- **Information shown**:
»»

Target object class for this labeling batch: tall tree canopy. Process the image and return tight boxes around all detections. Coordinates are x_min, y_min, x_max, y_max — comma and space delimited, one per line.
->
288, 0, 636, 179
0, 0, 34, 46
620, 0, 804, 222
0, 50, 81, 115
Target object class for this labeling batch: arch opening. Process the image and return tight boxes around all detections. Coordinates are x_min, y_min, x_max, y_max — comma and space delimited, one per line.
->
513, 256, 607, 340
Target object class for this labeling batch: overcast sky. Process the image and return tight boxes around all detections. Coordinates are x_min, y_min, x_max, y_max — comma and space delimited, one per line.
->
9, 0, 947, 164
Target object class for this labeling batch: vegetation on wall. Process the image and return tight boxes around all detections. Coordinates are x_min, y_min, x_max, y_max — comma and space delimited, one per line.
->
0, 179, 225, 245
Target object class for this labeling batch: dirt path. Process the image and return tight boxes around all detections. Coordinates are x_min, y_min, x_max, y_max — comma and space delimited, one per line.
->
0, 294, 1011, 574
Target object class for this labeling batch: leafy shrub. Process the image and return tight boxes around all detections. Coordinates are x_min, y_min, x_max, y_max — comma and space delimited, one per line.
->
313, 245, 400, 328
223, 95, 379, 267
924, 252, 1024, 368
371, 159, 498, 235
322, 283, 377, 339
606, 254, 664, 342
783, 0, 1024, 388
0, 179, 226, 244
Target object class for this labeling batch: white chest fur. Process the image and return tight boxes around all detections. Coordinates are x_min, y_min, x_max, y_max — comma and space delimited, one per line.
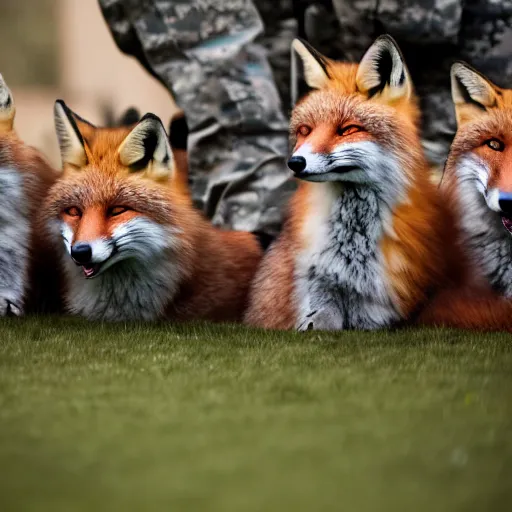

««

- **Work required**:
Every entry above needs to be retyped exactly; drop the pictures.

- **Completed task**:
Target object class for this labeling batch: tall tree canopy. Process the image and return tight boxes around all detections. Coordinates are x_min, y_min, x_max, y_max — comma and space delimited, one per line.
->
288, 0, 636, 179
0, 0, 34, 46
620, 0, 804, 222
0, 50, 81, 115
Target object class for this labeling batch: arch opening. Process the image and return tight boxes around all detections. Coordinates are x_min, y_min, x_max, y_max — comma and space delimited, one per line.
->
513, 256, 607, 340
Target object class for this labeling batch: overcast sky. Process the image and return tight boxes around all detections. Coordinates are x_min, y_min, x_max, y_max — comma and space delimited, one per line.
->
9, 0, 947, 164
Target object class for this labeling batch: vegetation on wall. Process the image and return tight boxes around all detections. Coordinates are x_min, y_min, x_max, y_max — comma and space delimited, one per line.
->
0, 179, 225, 245
Target object class for this labeling batch: dirt path. Process the image and return tight boxes around all detections. Coordinates are x_min, y_min, x_max, y_max — comma and space delimited, one per line.
->
0, 294, 1011, 574
Target object class for this labeling batch: leafy shrub. Process the image and return tight boxes around all detections. Coordinates are x_min, y_min, x_max, y_max — comma and space delimited, one per line.
->
313, 245, 400, 328
223, 95, 379, 267
924, 252, 1024, 368
371, 159, 498, 235
322, 283, 377, 339
606, 254, 664, 342
783, 0, 1024, 388
0, 179, 226, 244
Target object class for this labeling batch: white chest fur. Process the image and return tight boxes around all detections. Coordinates are x_min, y_min, x_max, y_max — comma and space delimited, one per line.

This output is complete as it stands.